» EXERCISE TASKS
1. List every constituency named in the speech on the Harrier sale to China below.
2. Using the speech on the Harrier sale to China below, decide whether each statement agrees with it, answering yes or no and quoting the words that settle it: (a) The speaker came into the Chamber late. (b) The speaker wants approval of the sale to count as general approval for the continuing rearmament of China. (c) The speaker has often argued for reducing defense expenditure by subsidizing it through arms sales and exports.
3. Pick up the speech on the Harrier sale to China below and carry it on from its last sentence.

» SOURCE
+===+

Mr. Alan Clark (Plymouth, Sutton)

I apologise to the House for this intervention after my rather late arrival in the Chamber. The only point that I should like to make, and in so doing I congratulate my hon. Friend the Member for Christchurch and Lymington (Mr. Adley) on the tenacity and consistency that he has shown in pressing for this sale, is that when the House approves the sale of the Harrier to China this should not be taken as general approval for a more comprehensive and continuing rearmament of China by the industries of this country and of Europe.

I say that as one who has often argued for the reduction of defence expenditure by subsidising it through sales and exports of armaments. I say it simply because, if I might adopt the phrase used by my hon. Friend the Member for Harrow, East (Mr. Dykes), in a geopolitical sense I regard this as being very much terra incognita and something that we should look at very carefully indeed.

+===+

» DATASET EXCERPT
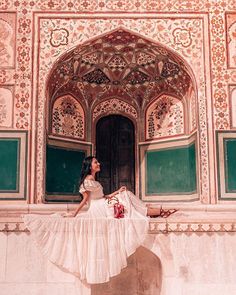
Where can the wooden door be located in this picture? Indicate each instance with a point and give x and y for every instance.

+===+

» THE ANSWERS
1.
Plymouth, Sutton
Christchurch and Lymington
Harrow, East

2.
(a) Yes: "my rather late arrival in the Chamber"
(b) No: "this should not be taken as general approval for a more comprehensive and continuing rearmament of China by the industries of this country and of Europe"
(c) Yes: "I say that as one who has often argued for the reduction of defence expenditure by subsidising it through sales and exports of armaments"

3.
The Harrier is a defensive weapon and its sale in limited quantities is justifiable in overall strategic terms. Indeed, it will probably be a stabilising element in the overall balance of armaments in the Far East. But already there are rumours that, for example, the possibly aborted order for the "Shir Iran" Chieftain may be diverted to the Chinese. Although the right hon. Gentleman has assured me in answer to a Parliamentary Question that these had already been paid for and therefore it is not a matter of desperation to whom they should be sold, I should nevertheless regard sales of that kind as something which the House should consider carefully.

I say that because we have to rid ourselves of the first flush of optimism about the change of direction in China and its avowed friendship with the West and with Europe and see it in power-political and world power-political terms, and look at the same time at the nature of the regime in China. It always used to be a kind of cynical joke in the 1950s that if one were a pessimist one taught one's children Russian. but if one were a realist one taught them Chinese.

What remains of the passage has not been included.